Set task A:
Answer these questions from the article on building a calculator lexer in Rust:
(i) What three parts does the article split the calculator into?
(ii) Which operator is the Power token for?
(iii) According to the pseudocode, what should the lexer do with whitespace?
Set task B:
Transcribe a passage of the article on building a calculator lexer in Rust word for word, beginning at the words "I must admit" and stopping after "text into tokens.".
Set task C:
Pick up the article on building a calculator lexer in Rust after its last sentence and continue writing it.
---------- Selection
I must admit that I have never made a proper calculator application myself in any of the languages I have learned before. It seems like a fun type of project though, and it is small enough that it should be possible to understand every part of it.
Because when you think about it how do you actually turn something like this:
2 + 35 * (3 + 2)
into something that a computer can understand and process correctly?
That turns out to be a little more interesting.
A calculator needs to understand that multiplication happens before addition, that parentheses change the order of operations, and that a number such as 35 is one thing rather than two separate characters.
The calculator architecture
One common way to structure a calculator like this is to split it into three parts:
- The lexer
- The parser
- The evaluator
The lexer turns text into tokens.
The parser works out how those tokens fit together.
The evaluator performs the actual calculation.
For now, I will go into the lexer, then later move on to the rest and finally the goal is to assemble it into a full calculator, at which point I (and you) will have learnt a lot hopefully.
What is a token?
A token is simply a small piece of input with a known meaning.
For example, this expression:
3 + 4 * (2 - 1)
can be split into these pieces:
3
+
4
*
(
2
-
1
)
The lexer does not need to understand multiplication precedence or parentheses yet. It only needs to recognise each individual piece.
In pseudocode, the overall process looks like this:
Look at the next character.
If it is whitespace:
Ignore it.
If it starts a number:
Keep reading until the number ends.
If it is an operator or parenthesis:
Create the matching token.
Otherwise:
Return an error.
That is the main idea behind the lexer.
Representing tokens in Rust
Before the lexer can create tokens, I need to define the types of tokens that exist.
Rust has enums. But not just any enums, these are not your standard C++ enums. An enum in rust lets us define a fixed set of possible values.
enum Token {
Number(f64),
Plus,
Minus,
Star,
Slash,
Lpar,
Rpar,
Power,
}
A number token stores a value:
Token::Number(3.0)
while symbols such as + and ( do not need additional information:
Token::Plus
Token::Lpar
Token::Power
The Power token is for the ** operator.
Eventually, this input:
3 + 4 * (2 - 1) ** 2
should become something similar to:
Number(3)
Plus
Number(4)
Star
Lpar
Number(2)
Minus
Number(1)
Rpar
Power
Number(2)Reading the input character by character
Rust lets us iterate through every character in a string with:
input.chars()
For example, this input:
3 + 4
contains these characters:
'3'
' '
'+'
' '
'4'
However, the lexer sometimes needs to look at the next character before deciding what to do.
For example, when it sees *, it needs to check whether the next character is another *.
--------------------
---------- Raw records
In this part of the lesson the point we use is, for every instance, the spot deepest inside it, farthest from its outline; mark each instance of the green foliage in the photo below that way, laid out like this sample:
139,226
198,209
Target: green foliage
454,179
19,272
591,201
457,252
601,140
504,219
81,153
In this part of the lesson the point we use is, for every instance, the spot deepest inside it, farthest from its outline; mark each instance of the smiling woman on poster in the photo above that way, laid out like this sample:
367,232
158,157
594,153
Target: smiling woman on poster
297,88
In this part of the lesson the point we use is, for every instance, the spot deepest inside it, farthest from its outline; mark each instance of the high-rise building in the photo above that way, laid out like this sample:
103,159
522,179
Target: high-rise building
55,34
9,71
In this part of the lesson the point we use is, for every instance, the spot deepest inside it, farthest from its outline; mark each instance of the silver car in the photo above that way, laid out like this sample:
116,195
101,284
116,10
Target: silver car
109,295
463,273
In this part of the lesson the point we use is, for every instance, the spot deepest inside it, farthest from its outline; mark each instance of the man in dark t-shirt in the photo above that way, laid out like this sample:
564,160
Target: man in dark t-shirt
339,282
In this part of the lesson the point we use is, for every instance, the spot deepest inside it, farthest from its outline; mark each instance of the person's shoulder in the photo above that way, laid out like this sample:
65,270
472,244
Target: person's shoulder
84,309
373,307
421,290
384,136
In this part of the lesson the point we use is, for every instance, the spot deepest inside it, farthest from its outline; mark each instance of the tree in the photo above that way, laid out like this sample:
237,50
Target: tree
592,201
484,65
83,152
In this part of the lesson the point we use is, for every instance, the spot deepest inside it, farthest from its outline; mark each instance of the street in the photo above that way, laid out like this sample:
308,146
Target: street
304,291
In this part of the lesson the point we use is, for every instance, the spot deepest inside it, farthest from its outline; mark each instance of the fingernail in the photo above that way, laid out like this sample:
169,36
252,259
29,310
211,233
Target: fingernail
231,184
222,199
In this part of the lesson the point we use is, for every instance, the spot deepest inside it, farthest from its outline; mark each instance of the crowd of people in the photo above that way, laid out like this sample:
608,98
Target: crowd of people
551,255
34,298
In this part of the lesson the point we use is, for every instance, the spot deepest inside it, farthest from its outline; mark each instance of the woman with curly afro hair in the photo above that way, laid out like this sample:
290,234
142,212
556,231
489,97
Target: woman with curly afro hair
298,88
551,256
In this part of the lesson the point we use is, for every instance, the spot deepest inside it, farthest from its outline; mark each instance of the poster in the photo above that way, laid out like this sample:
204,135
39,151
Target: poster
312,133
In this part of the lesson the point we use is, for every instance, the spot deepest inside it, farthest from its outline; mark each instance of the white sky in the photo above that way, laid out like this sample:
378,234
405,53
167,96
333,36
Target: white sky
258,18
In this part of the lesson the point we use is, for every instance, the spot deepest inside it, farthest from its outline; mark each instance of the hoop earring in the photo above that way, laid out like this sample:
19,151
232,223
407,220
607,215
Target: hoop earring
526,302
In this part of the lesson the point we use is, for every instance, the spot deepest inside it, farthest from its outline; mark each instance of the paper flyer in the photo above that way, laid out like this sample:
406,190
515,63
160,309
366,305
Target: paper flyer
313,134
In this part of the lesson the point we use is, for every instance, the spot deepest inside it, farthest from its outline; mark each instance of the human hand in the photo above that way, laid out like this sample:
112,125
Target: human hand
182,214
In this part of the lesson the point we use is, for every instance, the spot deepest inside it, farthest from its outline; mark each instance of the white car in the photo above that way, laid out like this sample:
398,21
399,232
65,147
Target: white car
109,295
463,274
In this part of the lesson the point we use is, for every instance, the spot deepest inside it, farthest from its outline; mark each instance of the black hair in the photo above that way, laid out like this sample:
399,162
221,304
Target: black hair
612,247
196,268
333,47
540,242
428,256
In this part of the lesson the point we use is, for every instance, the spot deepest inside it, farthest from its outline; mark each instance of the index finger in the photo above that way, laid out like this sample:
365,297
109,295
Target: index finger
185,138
--------------------
Expected answer A:
(i) The lexer, the parser and the evaluator.
(ii) The ** operator.
(iii) Ignore it.

Expected answer B:
I must admit that I have never made a proper calculator application myself in any of the languages I have learned before. It seems like a fun type of project though, and it is small enough that it should be possible to understand every part of it.
Because when you think about it how do you actually turn something like this:
2 + 35 * (3 + 2)
into something that a computer can understand and process correctly?
That turns out to be a little more interesting.
A calculator needs to understand that multiplication happens before addition, that parentheses change the order of operations, and that a number such as 35 is one thing rather than two separate characters.
The calculator architecture
One common way to structure a calculator like this is to split it into three parts:
- The lexer
- The parser
- The evaluator
The lexer turns text into tokens.

Expected answer C:
That is why I use a Peekable iterator:
let mut chars = input.chars().peekable();
This gives access to peek(), which lets the lexer inspect the next character without consuming it.
In pseudocode:
Create an iterator over all characters.
While there is another character:
Look at it.
Decide what kind of token it belongs to.
Consume it when appropriate.
The corresponding Rust loop looks like this:
while let Some(&c) = chars.peek() {
match c {
// Handle the current character here
_ => {}
}
}
The while let syntax means that the loop continues as long as peek() returns a character.
Ignoring whitespace
One simple thing that is quite self-explanatory: whitespace should not affect the calculation.
These should all mean the same thing:
3+43 + 43 + 4
In pseudocode it is simply like this:
If the current character is whitespace:
Consume it.
Do not create a token.
In Rust:
' ' | '\t' | '\n' | '\r' => {
chars.next();
}
The | means “or”, so this matches normal spaces, tabs, and line breaks.
Handling simple operators
The easiest tokens are the operators with a single character.
For example, the logic for + is:
If the character is +:
Consume it.
Add a Plus token.
In Rust:
'+' => {
chars.next();
tokens.push(Token::Plus)
}
The same idea works for subtraction, division, and parentheses.
'-' => {
chars.next();
tokens.push(Token::Minus)
}'(' => {
chars.next();
tokens.push(Token::Lpar)
}
This is one of the nice things about a lexer. The code maps quite directly to the explanation:
When I see this character:
Save the matching token.Handling * and **
The star operator needs one extra step.
A single star means multiplication:
4 * 2
Two stars mean exponentiation:
4 ** 2
The logic is:
Consume the first star.
If the next character is another star:
Consume that too.
Create a Power token.
Otherwise:
Create a normal multiplication token.
In Rust, this becomes:
'*' => {
chars.next();
if chars.peek() == Some(&'*') {
chars.next();
tokens.push(Token::Power);
} else {
tokens.push(Token::Star);
}
}
This is where peekable() becomes especially useful. The lexer can inspect the next character without accidentally consuming something that belongs to the next token.
Reading numbers
Numbers need a little more thought.
When the lexer sees:
35
it should not treat it as two separate numbers:
Number(3)
Number(5)
Instead, it should keep reading until the number ends.
The pseudocode is:
Start with an empty number string.
While the next character is a digit or decimal point:
Add it to the number string.
Consume the character.
Convert the collected string into a number.
For an input like:
123.45
the lexer gradually builds:
"1"
"12"
"123"
"123."
"123.4"
"123.45"
Rust can then convert the collected string into a floating-point value:
num.parse::<f64>()
Using f64 is a reasonable choice for this project because it allows decimal values. It is worth remembering that floating-point numbers cannot represent every decimal value perfectly, but that is not a problem for a small learning calculator.
Handling invalid input
The lexer should not silently ignore characters it does not understand.
For example, this should not be accepted:
3 + hello
Instead, the calculator should return a useful error.
In pseudocode:
If the character does not match anything known:
Return an error explaining which character was unexpected.
In Rust:
_ => return Err(format!("Unexpected input, what did you do? character: {c}")),
The underscore means “anything else”.
Putting it all together
After building the lexer piece by piece, this is the full version I have written so far:
#[derive(Debug, PartialEq)]
//All the different types of input tokens we know.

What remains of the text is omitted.